TASK LIST
1. Say whether each statement agrees with the passage on pituitary DNA methylation, answering yes or no and quoting the words that decide it: (a) the methylation assay used nuclei from female pituitaries; (b) non-CG methylation was used to assign cell types; (c) the thyrotrope cluster held only 49 cells.
2. Go on with the passage on pituitary DNA methylation from where it stops.

To correlate open chromatin sites with DNA methylation profiles and gain further insight into the epigenomic state of pituitary cells, we performed sn methylation assay on 2,756 nuclei isolated from 30 pooled male pituitaries. Genome-wide analysis of CG DNA methylation levels (mCG) enabled the detection of 9 cell clusters (Fig. 3b). Cell cluster identity was defined based on the depletion of mCG levels at the promoters of known pituitary cell type markers. Non-CG DNA methylation (mCH) was a rare event in the pituitary sample, and thus was not used for cell type assignment. The identity of most endocrine cell type clusters was clearly established, as well as that of stem/progenitor cells, endothelial cells, and pericytes, as their methylation patterns were restricted to single groups of cells (Fig. 3b,c). As expected, there was an inverse relationship between gene expression level (Fig. 2b) and DNA methylation level of the corresponding promoter (Fig. 3c), suggesting that promoters with low methylation levels were more likely to be accessible and transcribed. Cell type identification was more challenging for the gonadotrope and thyrotrope clusters (the latter containing only 49 cells), requiring the use of additional gene markers (Cga, Tshb, Gnrhr besides Fshb and Lhb for gonadotropes; Tshb and Cga for thyrotropes). In contrast with snRNAseq and snATACseq, sn methylation data analysis did not identify a gradient of somatotropes, suggesting that these transcriptome changes may represent cell states rather than cell types. Overall, the major pituitary cell types identified correlated well with those found by both snRNAseq (Fig. 2a) and snATACseq (Fig. 3a) analysis.

INFORMATION GIVEN

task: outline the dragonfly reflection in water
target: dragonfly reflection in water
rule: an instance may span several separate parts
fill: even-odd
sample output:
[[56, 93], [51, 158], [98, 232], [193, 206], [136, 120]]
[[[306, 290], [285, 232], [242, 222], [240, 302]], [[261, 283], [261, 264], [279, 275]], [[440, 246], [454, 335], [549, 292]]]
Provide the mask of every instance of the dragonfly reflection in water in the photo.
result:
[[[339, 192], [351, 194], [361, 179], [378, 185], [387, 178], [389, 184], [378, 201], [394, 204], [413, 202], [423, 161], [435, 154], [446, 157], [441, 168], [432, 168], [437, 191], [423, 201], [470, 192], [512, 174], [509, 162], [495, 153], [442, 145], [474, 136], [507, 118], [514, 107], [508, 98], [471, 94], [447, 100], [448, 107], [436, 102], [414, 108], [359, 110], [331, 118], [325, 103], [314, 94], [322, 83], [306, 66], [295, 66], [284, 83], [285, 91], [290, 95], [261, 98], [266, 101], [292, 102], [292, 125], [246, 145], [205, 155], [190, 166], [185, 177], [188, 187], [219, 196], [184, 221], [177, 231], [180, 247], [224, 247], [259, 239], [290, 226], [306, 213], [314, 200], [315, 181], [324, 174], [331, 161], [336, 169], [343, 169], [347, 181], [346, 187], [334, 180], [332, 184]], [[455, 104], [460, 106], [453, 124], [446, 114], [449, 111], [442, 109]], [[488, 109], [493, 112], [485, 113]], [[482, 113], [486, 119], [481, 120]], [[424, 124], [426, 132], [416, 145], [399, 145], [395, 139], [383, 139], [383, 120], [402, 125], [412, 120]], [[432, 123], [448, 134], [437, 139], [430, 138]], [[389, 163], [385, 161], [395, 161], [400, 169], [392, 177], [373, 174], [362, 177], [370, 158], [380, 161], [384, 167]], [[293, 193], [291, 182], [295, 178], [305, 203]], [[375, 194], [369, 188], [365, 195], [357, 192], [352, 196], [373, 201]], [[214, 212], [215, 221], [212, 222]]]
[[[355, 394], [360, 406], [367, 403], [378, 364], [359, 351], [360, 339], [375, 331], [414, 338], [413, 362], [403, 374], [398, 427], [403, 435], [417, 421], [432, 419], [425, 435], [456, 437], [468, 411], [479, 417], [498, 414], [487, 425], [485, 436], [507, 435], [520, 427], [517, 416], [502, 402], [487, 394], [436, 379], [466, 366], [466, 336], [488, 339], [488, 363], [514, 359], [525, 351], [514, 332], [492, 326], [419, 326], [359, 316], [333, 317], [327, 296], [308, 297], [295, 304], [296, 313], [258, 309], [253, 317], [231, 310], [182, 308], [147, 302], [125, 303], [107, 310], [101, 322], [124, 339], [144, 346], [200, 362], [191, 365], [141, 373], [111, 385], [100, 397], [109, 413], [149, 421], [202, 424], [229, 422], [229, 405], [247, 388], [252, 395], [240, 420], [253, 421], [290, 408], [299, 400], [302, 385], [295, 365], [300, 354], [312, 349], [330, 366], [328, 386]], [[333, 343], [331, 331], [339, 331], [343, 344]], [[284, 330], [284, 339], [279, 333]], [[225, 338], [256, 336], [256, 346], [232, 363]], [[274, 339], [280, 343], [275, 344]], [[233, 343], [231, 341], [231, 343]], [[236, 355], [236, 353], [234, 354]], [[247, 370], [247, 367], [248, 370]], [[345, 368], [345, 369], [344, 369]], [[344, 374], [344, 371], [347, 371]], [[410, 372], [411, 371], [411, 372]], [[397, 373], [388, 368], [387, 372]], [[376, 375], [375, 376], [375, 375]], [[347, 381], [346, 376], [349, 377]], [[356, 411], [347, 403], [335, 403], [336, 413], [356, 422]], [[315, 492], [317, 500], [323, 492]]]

PER-TASK OUTPUTS
1.
(a) No: "2,756 nuclei isolated from 30 pooled male pituitaries"
(b) No: "Non-CG DNA methylation (mCH) was a rare event in the pituitary sample, and thus was not used for cell type assignment"
(c) Yes: "the latter containing only 49 cells"

2.
Murine pituitary multi-omics sn atlas

Determination of cell type proportions in the snRNAseq data (Fig. 4a, Supplementary Table 2a) revealed that females had significantly more lactotropes and fewer somatotropes than males (Supplementary Table 2). Similar cell type proportions were inferred from the snATACseq data obtained from the same individual pituitaries (Fig. 4b, Supplementary Table 2b) and corresponded to those obtained by sn methylation in a sample of pooled male pituitaries (Fig. 4c, Supplementary Table 2c). Generally, male-female differences in cell type proportions identified by either gene expression or promoter accessibility were in agreement, providing further support for the correct identification of cell types across different assay modalities.

Using the Seurat data integration pipeline, we overlaid snRNAseq, snATACseq, and sn methylation data (Fig. 4d-f), following the assumption that higher chromatin accessibility and lower methylation levels would result in higher gene expression. Genome-wide chromatin accessibility and methylation data were converted to gene-level data and integrated to the transcriptomic data by using a nearest neighbors analysis. All modalities fit well with each other for pituitary cell type identification (Fig. 4d,f). Additionally, data from individual animals also corresponded well (Fig. 4e,f). Markers from the snRNAseq analysis distinguished 17 different cell clusters (Fig. 4f, Fig. 2a), while fewer clusters were detected by snATACseq and sn methylation (11 and 9 clusters, respectively; Figs. 3, Supplementary Figures 2,8).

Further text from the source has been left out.